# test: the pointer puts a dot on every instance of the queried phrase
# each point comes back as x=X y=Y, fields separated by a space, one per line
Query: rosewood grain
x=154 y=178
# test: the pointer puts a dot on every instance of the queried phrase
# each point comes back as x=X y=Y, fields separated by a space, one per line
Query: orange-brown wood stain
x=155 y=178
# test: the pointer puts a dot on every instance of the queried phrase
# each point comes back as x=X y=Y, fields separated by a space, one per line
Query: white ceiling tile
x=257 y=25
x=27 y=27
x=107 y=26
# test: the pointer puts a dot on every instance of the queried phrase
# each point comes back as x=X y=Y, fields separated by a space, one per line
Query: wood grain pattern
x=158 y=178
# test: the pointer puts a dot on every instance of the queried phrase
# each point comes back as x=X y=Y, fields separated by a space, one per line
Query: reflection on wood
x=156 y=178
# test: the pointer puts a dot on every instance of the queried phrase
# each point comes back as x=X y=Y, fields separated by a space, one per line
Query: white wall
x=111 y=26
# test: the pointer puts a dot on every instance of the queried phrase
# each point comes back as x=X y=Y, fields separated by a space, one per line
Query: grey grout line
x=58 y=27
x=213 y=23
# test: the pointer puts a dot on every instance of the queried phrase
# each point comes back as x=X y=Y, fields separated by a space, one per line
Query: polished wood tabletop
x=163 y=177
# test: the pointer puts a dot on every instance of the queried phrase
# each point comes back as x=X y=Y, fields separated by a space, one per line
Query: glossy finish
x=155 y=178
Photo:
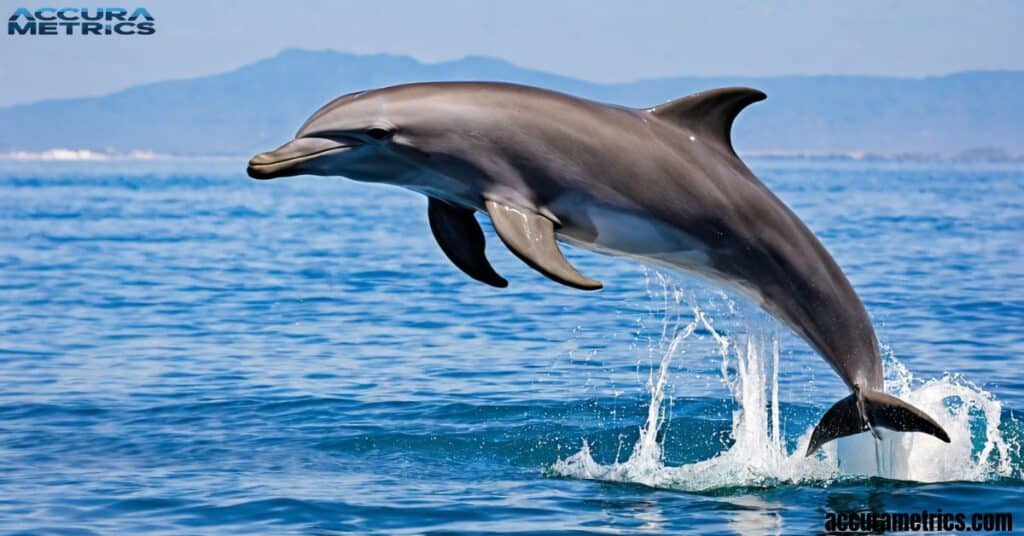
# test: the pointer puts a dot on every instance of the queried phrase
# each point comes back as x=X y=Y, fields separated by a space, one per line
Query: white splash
x=759 y=457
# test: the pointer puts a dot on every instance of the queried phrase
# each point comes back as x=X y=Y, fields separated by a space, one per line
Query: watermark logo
x=81 y=21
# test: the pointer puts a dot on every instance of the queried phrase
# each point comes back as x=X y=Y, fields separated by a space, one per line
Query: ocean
x=185 y=351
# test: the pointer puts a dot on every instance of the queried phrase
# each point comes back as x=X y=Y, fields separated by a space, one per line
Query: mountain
x=262 y=104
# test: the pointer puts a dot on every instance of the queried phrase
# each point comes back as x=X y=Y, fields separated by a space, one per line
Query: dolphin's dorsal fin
x=710 y=113
x=461 y=238
x=531 y=238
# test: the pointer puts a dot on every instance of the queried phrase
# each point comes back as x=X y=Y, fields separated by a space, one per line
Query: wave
x=86 y=155
x=761 y=456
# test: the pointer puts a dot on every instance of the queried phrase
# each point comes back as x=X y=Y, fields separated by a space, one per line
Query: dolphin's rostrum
x=663 y=186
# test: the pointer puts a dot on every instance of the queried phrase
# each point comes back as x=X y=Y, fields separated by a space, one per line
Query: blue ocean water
x=185 y=351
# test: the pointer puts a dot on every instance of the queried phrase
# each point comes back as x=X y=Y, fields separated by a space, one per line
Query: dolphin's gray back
x=683 y=174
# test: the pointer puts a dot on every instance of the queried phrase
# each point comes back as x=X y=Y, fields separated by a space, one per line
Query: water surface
x=186 y=351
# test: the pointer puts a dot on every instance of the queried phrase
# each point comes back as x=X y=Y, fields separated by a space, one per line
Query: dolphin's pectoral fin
x=866 y=410
x=710 y=112
x=531 y=238
x=461 y=238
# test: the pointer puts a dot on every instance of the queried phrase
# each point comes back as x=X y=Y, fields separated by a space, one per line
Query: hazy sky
x=596 y=40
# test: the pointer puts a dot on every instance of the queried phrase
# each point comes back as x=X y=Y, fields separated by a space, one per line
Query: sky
x=596 y=40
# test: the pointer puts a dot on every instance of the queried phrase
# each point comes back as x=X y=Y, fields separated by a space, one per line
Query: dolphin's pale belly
x=623 y=233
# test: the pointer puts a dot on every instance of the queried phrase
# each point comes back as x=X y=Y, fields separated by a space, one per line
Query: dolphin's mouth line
x=300 y=157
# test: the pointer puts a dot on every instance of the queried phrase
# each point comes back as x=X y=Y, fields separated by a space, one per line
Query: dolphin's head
x=364 y=136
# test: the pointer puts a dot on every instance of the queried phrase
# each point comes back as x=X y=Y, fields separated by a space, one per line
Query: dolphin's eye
x=378 y=133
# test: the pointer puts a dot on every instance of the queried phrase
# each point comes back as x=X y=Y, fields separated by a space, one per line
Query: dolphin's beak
x=286 y=160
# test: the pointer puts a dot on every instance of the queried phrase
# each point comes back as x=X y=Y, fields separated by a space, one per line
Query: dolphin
x=663 y=186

★ ★ ★ ★ ★

_Short task_:
Every entry must be transcribed exactly. Pictures do not belong in the copy.

_Answer to the task_:
# test: the pointer puts a dot on every instance of the queried phrase
# each point comes back as x=X y=Y, fields separated by a space, one per line
Query: rosewood grain
x=154 y=178
# test: the pointer puts a dot on every instance of the queried phrase
# each point comes back as x=X y=Y, fields separated by a space, one per line
Query: orange-brown wood stain
x=155 y=178
# test: the pointer puts a dot on every instance of the queried phrase
# each point comes back as x=X y=Y, fields separated by a space, one per line
Query: white ceiling tile
x=257 y=25
x=27 y=27
x=107 y=26
# test: the pointer puts a dot on every instance of the queried phrase
# each point comes back as x=X y=Y, fields separated by a space, one per line
Query: wood grain pattern
x=158 y=178
# test: the pointer puts a dot on every instance of the queried phrase
# each point comes back as x=X y=Y, fields separated by a space, one per line
Query: reflection on wood
x=156 y=178
# test: the pointer puts a dot on every instance of the queried phrase
# each point comes back as x=X y=Y, fields separated by a space, one per line
Query: white wall
x=111 y=26
# test: the pointer puts a dot on every instance of the queried phrase
# each point comes back as x=X y=Y, fields separated by a space, one per line
Query: grey grout line
x=58 y=27
x=213 y=23
# test: the pointer puts a dot on every instance of the queried phrase
# each point comes back as x=X y=Y, fields separated by a space, one per line
Query: polished wood tabletop
x=163 y=177
# test: the pointer puts a dot on every instance of the queried phrase
# each point comes back as x=X y=Y, fields separated by a space, one per line
Query: glossy finish
x=155 y=178
Photo:
# test: the pointer puts a dot on every instance of the queried phrase
# each point comes back as x=X y=Y, fields separated by a space, one per line
Query: white splash
x=759 y=457
# test: the pointer puts a dot on every instance of the queried phrase
# each point comes back as x=X y=Y, fields separated by a space, one per line
Query: watermark logo
x=81 y=21
# test: the pointer puts a dot on every instance of the queried phrase
# each point comes back as x=X y=Y, fields separated by a space, one per line
Query: ocean
x=185 y=351
# test: the pointer puts a dot on every instance of the queried phrase
# each point comes back as x=X y=Y, fields separated by a space, one per line
Query: mountain
x=262 y=104
# test: the pointer puts a dot on every instance of the queried phrase
# each point comes back as x=X y=Y, fields separated by a space, one per line
Query: dolphin's dorsal fin
x=710 y=113
x=461 y=238
x=531 y=238
# test: the pointer puts a dot on every instance of the queried phrase
# each point comes back as x=X y=Y, fields separated by a space, one per line
Query: wave
x=86 y=155
x=761 y=456
# test: the pointer puts a dot on every instance of the queried phrase
# each point comes back as x=X y=Y, fields separated by a space, one per line
Query: dolphin's rostrum
x=663 y=186
# test: the pointer puts a dot on every instance of the queried phrase
# each point comes back as x=X y=Y, fields separated by a space, one per line
Query: blue ocean water
x=185 y=351
# test: the pointer puts a dot on every instance of the queried phrase
# each point comes back as x=X y=Y, fields separated by a space, one per line
Query: dolphin's gray back
x=683 y=174
# test: the pointer puts a dot on every instance of the queried phrase
# each point comes back as x=X y=Y, fields separated by a space, one per line
Query: water surface
x=186 y=351
# test: the pointer puts a dot on every instance of the queried phrase
# each point comes back as x=X y=Y, fields separated by a space, one per line
Query: dolphin's pectoral fin
x=866 y=410
x=710 y=112
x=531 y=238
x=461 y=238
# test: the pointer puts a dot on every instance of the queried phrase
# each point comes back as x=X y=Y, fields separated by a space, one per line
Query: hazy sky
x=596 y=40
# test: the pointer puts a dot on every instance of the queried phrase
# each point comes back as x=X y=Y, fields separated by a space, one per line
Query: sky
x=596 y=40
# test: the pointer puts a dot on every instance of the queried phrase
# each point comes back as x=X y=Y, fields separated by a space, one per line
Query: dolphin's pale belly
x=623 y=233
# test: the pointer puts a dot on every instance of the queried phrase
# each point comes back as x=X y=Y, fields separated by a space, one per line
Query: dolphin's mouth line
x=300 y=157
# test: the pointer puts a dot on every instance of the queried phrase
# each point comes back as x=X y=Y, fields separated by a space, one per line
Query: dolphin's head
x=364 y=136
# test: the pointer puts a dot on every instance of the queried phrase
# each point comes back as x=X y=Y, fields separated by a space, one per line
Query: dolphin's eye
x=378 y=133
# test: the pointer puts a dot on every instance of the queried phrase
# each point comes back as x=X y=Y, fields separated by a space, one per line
Query: dolphin's beak
x=286 y=160
# test: the pointer puts a dot on every instance of the queried phrase
# each point comes back as x=X y=Y, fields separated by a space, one per line
Query: dolphin
x=663 y=186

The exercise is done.